Problem:
Set out all of the records below as a numbered list, skipping any blank lines. Leave the pictures out of your answer.

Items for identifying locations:
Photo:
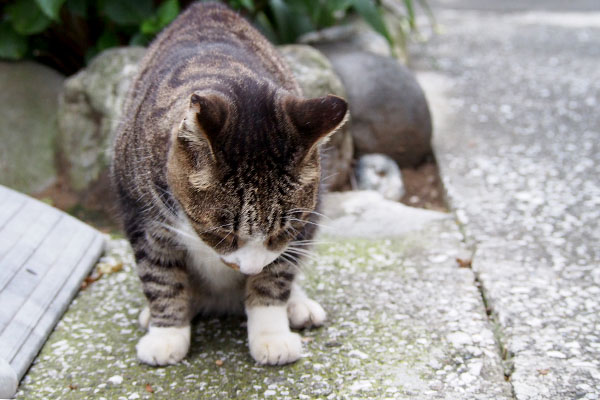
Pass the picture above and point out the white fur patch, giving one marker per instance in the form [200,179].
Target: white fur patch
[302,311]
[144,318]
[205,260]
[162,346]
[269,336]
[252,257]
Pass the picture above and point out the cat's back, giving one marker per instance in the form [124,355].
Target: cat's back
[207,46]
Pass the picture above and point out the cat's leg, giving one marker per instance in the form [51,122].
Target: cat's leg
[165,285]
[269,336]
[302,311]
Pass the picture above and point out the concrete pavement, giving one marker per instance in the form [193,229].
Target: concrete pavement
[515,95]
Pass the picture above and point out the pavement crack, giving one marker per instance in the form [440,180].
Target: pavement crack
[506,355]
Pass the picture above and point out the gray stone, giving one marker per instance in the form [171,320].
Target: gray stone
[28,104]
[390,313]
[517,143]
[380,173]
[390,114]
[354,36]
[316,77]
[89,113]
[366,214]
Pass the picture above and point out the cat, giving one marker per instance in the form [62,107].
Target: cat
[216,167]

Result:
1. Photo:
2. Pass the picture above and point out the white fur patch, giving one marker per instance in the form [200,179].
3. Target: white fur patch
4. [302,311]
5. [144,318]
6. [205,260]
7. [162,346]
8. [269,336]
9. [252,257]
10. Pass the picture above and point out the cat's back, giving one marker per instance in the form [124,355].
11. Target: cat's back
12. [207,46]
13. Pass the picture above and point out the cat's leg, giving one marker per instance in the form [51,122].
14. Target: cat's leg
15. [165,285]
16. [269,336]
17. [302,311]
18. Pass the picture above and point out the concrete pavement, giving one marker per instance in the form [193,229].
19. Target: concrete pavement
20. [515,95]
21. Pass the picture above and point out the pavement crack, giving one marker per instance in the form [440,180].
22. Target: pavement crack
23. [506,355]
24. Pass the picture above and point out the gray stone, giving one marker per instance in the form [171,320].
25. Target: gray stone
26. [28,104]
27. [390,313]
28. [517,143]
29. [380,173]
30. [390,114]
31. [354,36]
32. [316,77]
33. [89,113]
34. [366,214]
35. Pass the picture above and point out the cat, giving one marker per instance in the form [62,107].
36. Target: cat
37. [216,167]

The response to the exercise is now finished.